## What this exercise asks
A) In the StreamSets text, which four kinds of items does Pipeline Designer's expression completion list?
B) Can you output the StreamSets text between "When you expand" and "and deleting versions.", inclusive?
C) Pick up the StreamSets text right after its last sentence and keep writing it.

## Article
——

StreamSets Data Protector
You can now use StreamSets Data Protector to perform global in-stream discovery and protection of data in motion with Control Hub.
Data Protector provides StreamSets classification rules and enables creating custom classification rules to identify sensitive data. Custom protection policies provide rules-based data protection for every job that you run. You can also use Data Protector stages in pipelines for localized protection needs.
Data Protector is available as an add-on option with a StreamSets Enterprise subscription. For more information, contact us.
Pipeline Designer
Pipeline Designer includes the following enhancements:
  • Expression completion - Pipeline Designer now completes expressions in stage and pipeline properties to provide a list of data types, runtime parameters, fields, and functions that you can use.
  • Manage pipeline and fragment versions - When configuring a pipeline or pipeline fragment in Pipeline Designer, you can now view the following visualization of the pipeline or fragment version history:

    When you expand the version history, you can manage the pipeline or fragment versions including comparing versions, creating tags for versions, and deleting versions.

——

## Extracted material
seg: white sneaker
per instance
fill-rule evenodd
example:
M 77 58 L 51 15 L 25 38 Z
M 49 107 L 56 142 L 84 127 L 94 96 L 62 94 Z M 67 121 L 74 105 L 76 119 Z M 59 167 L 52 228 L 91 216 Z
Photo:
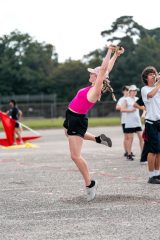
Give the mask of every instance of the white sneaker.
M 87 191 L 87 201 L 92 201 L 95 196 L 96 196 L 96 190 L 97 190 L 97 186 L 98 186 L 98 182 L 96 180 L 95 181 L 95 185 L 92 188 L 86 187 L 86 191 Z
M 106 135 L 101 134 L 100 139 L 101 139 L 101 144 L 104 144 L 108 147 L 112 147 L 112 141 L 110 138 L 106 137 Z

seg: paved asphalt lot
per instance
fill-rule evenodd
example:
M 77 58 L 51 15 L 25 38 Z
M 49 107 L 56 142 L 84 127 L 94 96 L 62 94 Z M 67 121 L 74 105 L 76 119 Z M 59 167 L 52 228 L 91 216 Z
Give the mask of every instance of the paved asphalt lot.
M 160 186 L 139 163 L 123 157 L 120 127 L 106 133 L 113 147 L 85 142 L 83 155 L 99 186 L 86 201 L 63 130 L 40 131 L 38 148 L 0 149 L 0 240 L 159 240 Z

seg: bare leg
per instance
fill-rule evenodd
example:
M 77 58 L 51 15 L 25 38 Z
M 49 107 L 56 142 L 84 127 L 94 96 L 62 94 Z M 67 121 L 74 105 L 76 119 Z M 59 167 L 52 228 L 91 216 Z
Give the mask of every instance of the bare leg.
M 160 154 L 156 155 L 156 159 L 155 159 L 155 170 L 159 171 L 160 168 Z
M 90 141 L 96 142 L 95 135 L 89 132 L 85 133 L 84 140 L 90 140 Z
M 88 170 L 88 165 L 86 160 L 81 156 L 81 149 L 83 144 L 83 138 L 79 136 L 68 136 L 71 159 L 77 165 L 79 171 L 81 172 L 86 186 L 91 183 L 91 177 Z
M 133 143 L 133 133 L 127 133 L 127 152 L 130 155 L 132 152 L 132 143 Z
M 148 153 L 147 160 L 148 160 L 148 170 L 149 172 L 153 172 L 155 170 L 156 154 Z

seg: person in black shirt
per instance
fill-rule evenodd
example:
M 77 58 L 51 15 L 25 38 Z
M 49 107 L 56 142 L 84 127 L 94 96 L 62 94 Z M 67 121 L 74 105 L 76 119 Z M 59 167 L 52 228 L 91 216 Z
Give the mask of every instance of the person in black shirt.
M 21 126 L 20 123 L 18 122 L 20 118 L 22 117 L 22 111 L 18 109 L 16 106 L 16 101 L 11 99 L 9 102 L 10 109 L 7 111 L 7 115 L 14 119 L 15 122 L 15 131 L 14 131 L 14 145 L 16 144 L 16 135 L 19 138 L 20 144 L 23 144 L 23 140 L 21 137 Z

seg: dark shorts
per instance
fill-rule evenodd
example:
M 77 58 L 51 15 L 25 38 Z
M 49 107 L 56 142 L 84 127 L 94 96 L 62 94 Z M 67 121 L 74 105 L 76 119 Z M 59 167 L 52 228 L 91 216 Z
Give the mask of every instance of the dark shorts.
M 15 128 L 20 128 L 20 124 L 19 123 L 15 123 Z
M 136 128 L 124 128 L 124 133 L 136 133 L 136 132 L 141 132 L 142 128 L 141 127 L 136 127 Z
M 145 137 L 148 143 L 148 152 L 160 153 L 160 131 L 155 124 L 145 123 Z
M 67 129 L 68 135 L 83 138 L 88 128 L 88 118 L 85 114 L 74 113 L 67 109 L 63 127 Z

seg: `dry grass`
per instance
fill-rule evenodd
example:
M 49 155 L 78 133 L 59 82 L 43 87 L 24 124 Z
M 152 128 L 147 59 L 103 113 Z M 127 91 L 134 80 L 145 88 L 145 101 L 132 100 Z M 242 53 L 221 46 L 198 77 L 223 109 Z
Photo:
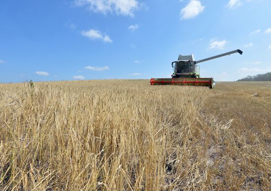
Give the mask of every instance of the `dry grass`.
M 217 85 L 0 84 L 0 190 L 270 190 L 271 84 Z

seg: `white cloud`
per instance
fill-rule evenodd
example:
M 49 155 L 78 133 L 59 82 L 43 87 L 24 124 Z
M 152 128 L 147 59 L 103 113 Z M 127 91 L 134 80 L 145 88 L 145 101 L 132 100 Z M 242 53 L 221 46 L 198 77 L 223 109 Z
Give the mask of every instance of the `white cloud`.
M 137 0 L 75 0 L 75 4 L 86 7 L 91 11 L 103 14 L 115 12 L 117 14 L 133 16 L 139 8 Z
M 204 8 L 205 6 L 202 5 L 200 1 L 190 0 L 186 6 L 181 10 L 181 17 L 183 19 L 191 19 L 197 16 L 203 12 Z
M 250 35 L 256 35 L 257 33 L 259 33 L 261 32 L 261 30 L 260 29 L 256 30 L 254 31 L 252 31 L 251 33 L 250 33 Z
M 105 70 L 109 70 L 109 68 L 108 66 L 104 66 L 102 67 L 100 67 L 98 66 L 86 66 L 85 69 L 87 70 L 92 70 L 93 71 L 104 71 Z
M 85 77 L 83 76 L 72 76 L 72 77 L 73 78 L 73 79 L 85 79 Z
M 229 8 L 234 9 L 241 4 L 242 3 L 240 0 L 230 0 L 227 7 Z
M 142 62 L 144 62 L 145 61 L 144 60 L 135 60 L 135 63 L 136 64 L 141 64 Z
M 143 74 L 141 73 L 133 73 L 129 75 L 129 76 L 140 76 L 142 75 Z
M 112 42 L 113 41 L 107 35 L 103 36 L 99 31 L 91 29 L 89 31 L 83 31 L 81 34 L 91 39 L 101 39 L 105 42 Z
M 76 26 L 70 22 L 70 20 L 69 20 L 66 23 L 66 26 L 69 28 L 70 29 L 74 30 L 76 28 Z
M 209 47 L 211 49 L 223 49 L 225 45 L 229 41 L 223 40 L 221 41 L 211 40 L 211 43 L 209 45 Z
M 39 76 L 49 76 L 49 73 L 46 72 L 37 71 L 35 74 Z
M 269 28 L 265 31 L 265 33 L 271 33 L 271 28 Z
M 129 27 L 128 27 L 128 29 L 130 29 L 132 31 L 134 32 L 134 31 L 136 31 L 136 30 L 137 30 L 139 27 L 139 26 L 138 26 L 138 25 L 136 24 L 136 25 L 135 25 L 130 26 Z
M 245 46 L 245 47 L 250 47 L 250 46 L 252 46 L 253 45 L 253 43 L 249 43 L 248 44 L 244 44 L 244 46 Z

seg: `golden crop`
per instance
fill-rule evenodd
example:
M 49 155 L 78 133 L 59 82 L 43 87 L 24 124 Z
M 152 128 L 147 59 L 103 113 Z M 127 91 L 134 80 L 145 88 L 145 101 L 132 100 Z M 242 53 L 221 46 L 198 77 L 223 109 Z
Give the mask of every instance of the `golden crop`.
M 271 84 L 0 84 L 0 190 L 270 190 Z

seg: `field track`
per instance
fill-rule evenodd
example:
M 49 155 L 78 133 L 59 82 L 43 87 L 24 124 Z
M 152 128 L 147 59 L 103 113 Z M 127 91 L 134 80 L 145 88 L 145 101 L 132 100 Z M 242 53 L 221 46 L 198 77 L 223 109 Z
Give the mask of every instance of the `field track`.
M 0 190 L 271 189 L 271 83 L 0 84 Z

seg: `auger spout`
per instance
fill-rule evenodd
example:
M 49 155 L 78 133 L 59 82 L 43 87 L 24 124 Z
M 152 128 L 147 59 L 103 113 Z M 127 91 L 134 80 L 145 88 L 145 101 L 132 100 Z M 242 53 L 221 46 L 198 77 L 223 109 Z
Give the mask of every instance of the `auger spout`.
M 231 55 L 232 54 L 234 54 L 234 53 L 237 53 L 237 52 L 239 54 L 241 54 L 241 55 L 243 53 L 243 51 L 242 51 L 241 50 L 237 49 L 237 50 L 232 51 L 231 52 L 226 52 L 226 53 L 225 53 L 224 54 L 219 54 L 219 55 L 216 55 L 216 56 L 212 56 L 211 57 L 205 58 L 204 59 L 200 60 L 199 60 L 199 61 L 195 61 L 194 64 L 198 64 L 198 63 L 200 63 L 201 62 L 207 61 L 208 60 L 214 59 L 215 58 L 221 57 L 222 56 L 229 55 Z

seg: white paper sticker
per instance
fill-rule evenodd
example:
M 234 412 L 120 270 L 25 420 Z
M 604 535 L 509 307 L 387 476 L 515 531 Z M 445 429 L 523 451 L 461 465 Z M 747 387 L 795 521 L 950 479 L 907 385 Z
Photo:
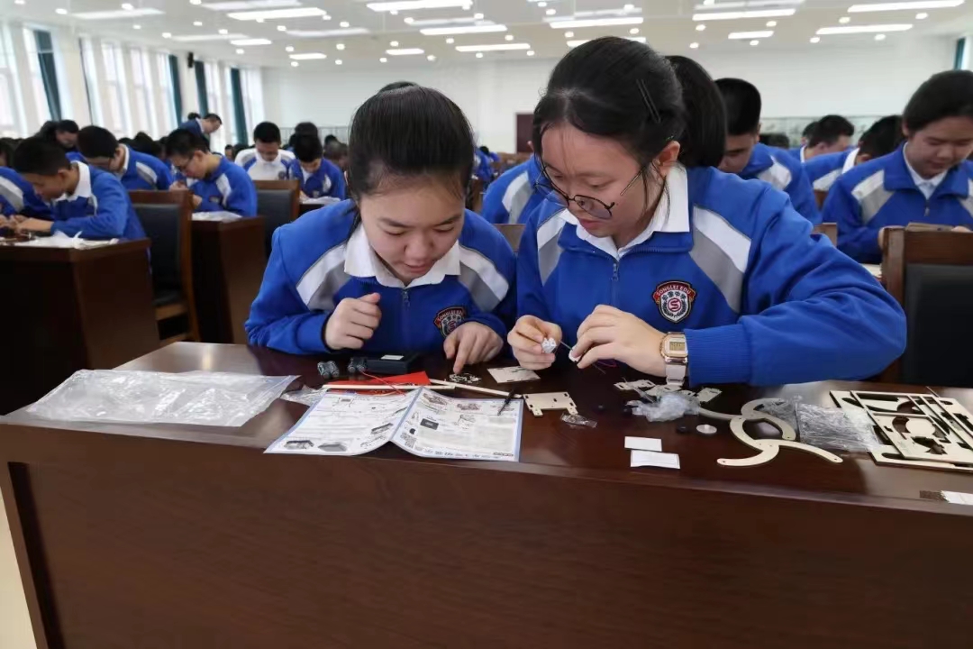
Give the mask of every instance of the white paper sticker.
M 631 466 L 658 466 L 663 469 L 678 469 L 679 456 L 675 453 L 661 453 L 654 451 L 632 451 Z
M 627 437 L 625 448 L 633 451 L 662 451 L 663 441 L 654 437 Z

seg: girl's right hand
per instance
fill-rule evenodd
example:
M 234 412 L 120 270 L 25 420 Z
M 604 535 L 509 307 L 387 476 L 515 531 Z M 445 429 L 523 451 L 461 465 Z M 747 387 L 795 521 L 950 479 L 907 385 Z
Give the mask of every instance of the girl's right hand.
M 541 348 L 545 338 L 554 339 L 555 343 L 560 344 L 560 327 L 533 315 L 523 315 L 507 334 L 507 343 L 514 350 L 514 358 L 521 367 L 544 370 L 551 367 L 556 358 L 555 354 L 546 354 Z
M 345 298 L 338 303 L 324 326 L 324 343 L 329 349 L 361 349 L 381 321 L 378 293 Z

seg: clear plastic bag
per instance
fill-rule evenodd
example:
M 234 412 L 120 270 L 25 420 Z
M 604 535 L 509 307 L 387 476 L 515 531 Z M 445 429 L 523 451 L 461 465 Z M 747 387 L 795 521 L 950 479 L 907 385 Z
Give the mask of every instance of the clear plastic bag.
M 27 412 L 60 421 L 241 426 L 296 378 L 81 370 Z

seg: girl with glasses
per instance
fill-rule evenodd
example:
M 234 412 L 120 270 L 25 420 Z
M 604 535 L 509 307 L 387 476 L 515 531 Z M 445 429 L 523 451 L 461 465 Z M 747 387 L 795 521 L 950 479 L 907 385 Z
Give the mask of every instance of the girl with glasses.
M 902 352 L 895 301 L 787 195 L 714 168 L 725 141 L 692 60 L 601 38 L 557 65 L 533 132 L 551 199 L 521 242 L 508 336 L 523 367 L 555 361 L 544 339 L 670 383 L 861 379 Z

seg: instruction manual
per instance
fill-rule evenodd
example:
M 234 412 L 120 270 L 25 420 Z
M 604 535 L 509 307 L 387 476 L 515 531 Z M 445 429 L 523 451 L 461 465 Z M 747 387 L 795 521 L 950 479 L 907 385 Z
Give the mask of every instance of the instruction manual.
M 360 455 L 391 442 L 420 457 L 516 462 L 523 402 L 455 399 L 433 390 L 325 393 L 269 453 Z

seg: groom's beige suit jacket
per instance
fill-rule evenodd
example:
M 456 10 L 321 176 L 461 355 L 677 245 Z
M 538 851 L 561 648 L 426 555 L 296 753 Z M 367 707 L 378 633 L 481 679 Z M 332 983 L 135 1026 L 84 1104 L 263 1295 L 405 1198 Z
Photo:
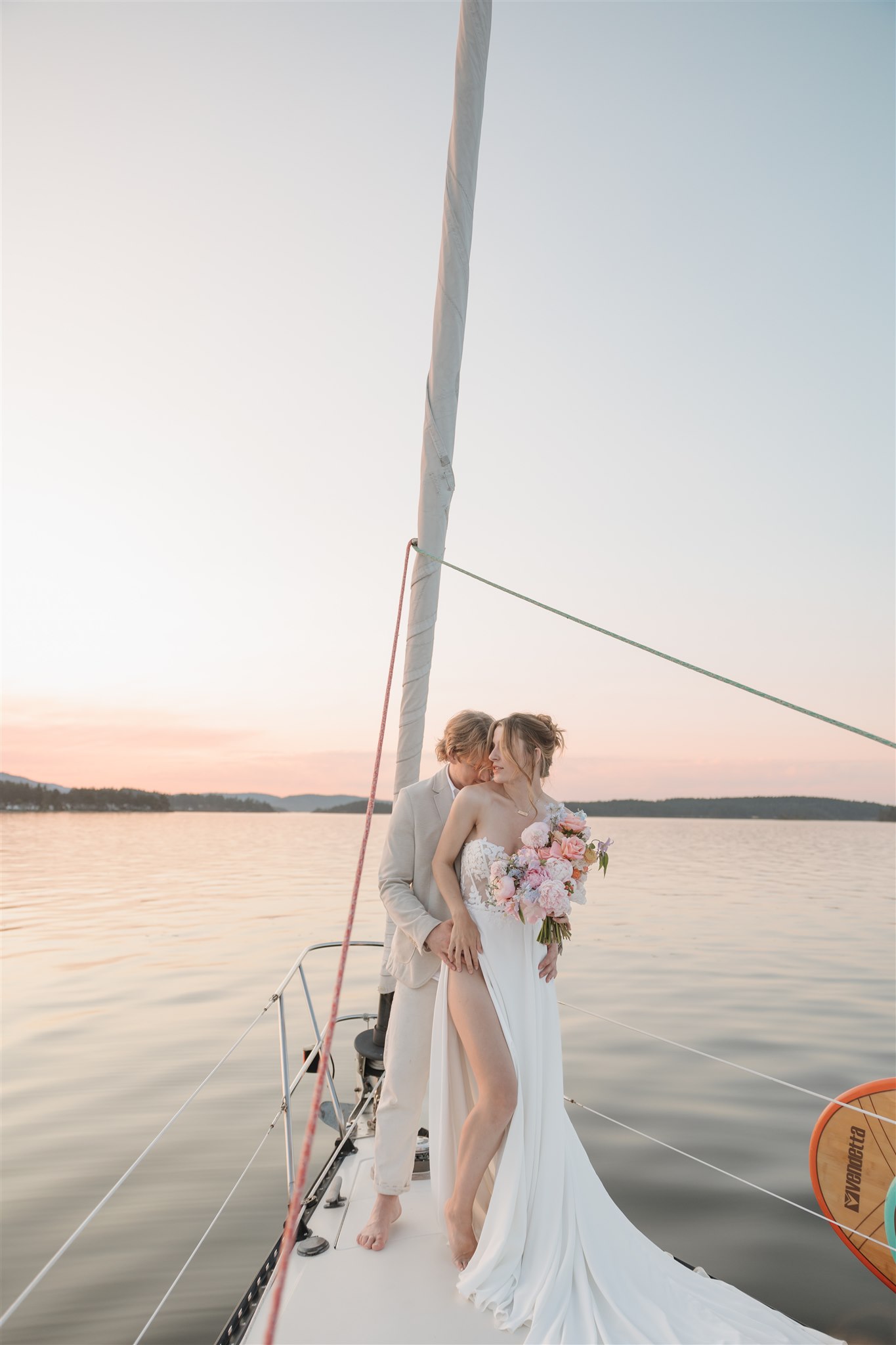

——

## Results
A) Data types, runtime parameters, fields, and functions.

B)
When you expand the version history, you can manage the pipeline or fragment versions including comparing versions, creating tags for versions, and deleting versions.

C)
  • Pipeline fragment expansion in pipelines - You can now expand and collapse individual pipeline fragments when used in a pipeline. Previously, expanding a fragment meant that all fragments in the pipeline were expanded.

    When a fragment is expanded, the pipeline enters read-only mode allowing no changes. Collapse all fragments to make changes to the pipeline.

  • Preview and validate edge pipelines - You can now use Pipeline Designer to preview and validate edge pipelines.
  • Shortcut menu for stages - When you select a stage in the canvas, a shortcut menu now displays with a set of options:
    • For a pipeline fragment stage, you can copy, expand or delete the fragment.
    • For all other stages, you can copy or delete the stage, or create a pipeline fragment using the selected stage or set of stages.
Failover Retries for Jobs
When a job is enabled for failover, Control Hub by default retries the pipeline failover an infinite number of times. If you want the pipeline failover to stop after a given number of retries, you can now define the maximum number of retries to perform. Control Hub maintains the failover retry count for each available Data Collector.
Starting Jobs with the REST API
You can now define runtime parameter values for a job when you start the job using the Control Hub REST API.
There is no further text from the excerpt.